Problem requirements: Where the line containing "the glass with" appears in the records below, begin there and output each line verbatim through the last line.

Study material:
____
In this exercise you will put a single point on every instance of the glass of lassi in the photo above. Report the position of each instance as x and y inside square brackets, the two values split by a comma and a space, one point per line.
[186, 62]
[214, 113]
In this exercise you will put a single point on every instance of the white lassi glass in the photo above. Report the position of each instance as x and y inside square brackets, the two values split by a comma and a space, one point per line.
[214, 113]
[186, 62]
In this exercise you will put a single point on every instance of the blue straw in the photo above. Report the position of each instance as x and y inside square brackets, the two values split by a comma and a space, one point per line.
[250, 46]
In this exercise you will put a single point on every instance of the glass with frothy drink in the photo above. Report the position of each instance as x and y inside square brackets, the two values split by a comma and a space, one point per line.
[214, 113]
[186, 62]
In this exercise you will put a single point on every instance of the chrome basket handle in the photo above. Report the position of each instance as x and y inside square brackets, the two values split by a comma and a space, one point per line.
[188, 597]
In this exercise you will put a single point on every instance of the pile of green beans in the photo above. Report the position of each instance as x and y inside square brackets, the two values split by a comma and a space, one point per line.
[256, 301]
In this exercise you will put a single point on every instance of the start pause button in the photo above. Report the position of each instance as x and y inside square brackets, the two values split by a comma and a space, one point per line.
____
Result of the exercise:
In this exercise you will put a single point on every instance of the glass with frothy drink in the photo above. Report the position of each instance as x and y inside square brackets, the two values split by a comma and a space, one point per line.
[214, 113]
[186, 62]
In this exercise you will put a single point on every instance of the chrome basket handle in the photo above. Report the position of each instance as x and y inside square brackets, the two values split by a comma and a space, one point per line.
[188, 597]
In this exercise you will put a single point on every instance of the pile of green beans in the photo above. Report the position of each instance as x and y inside square brackets, the two values split by a comma and a space, one point per line.
[256, 301]
In this exercise you will put a single point on every instance of the start pause button in the photo above. Report the position of each instance as x and y inside square brackets, the two values split by a comma and a space, one point per line.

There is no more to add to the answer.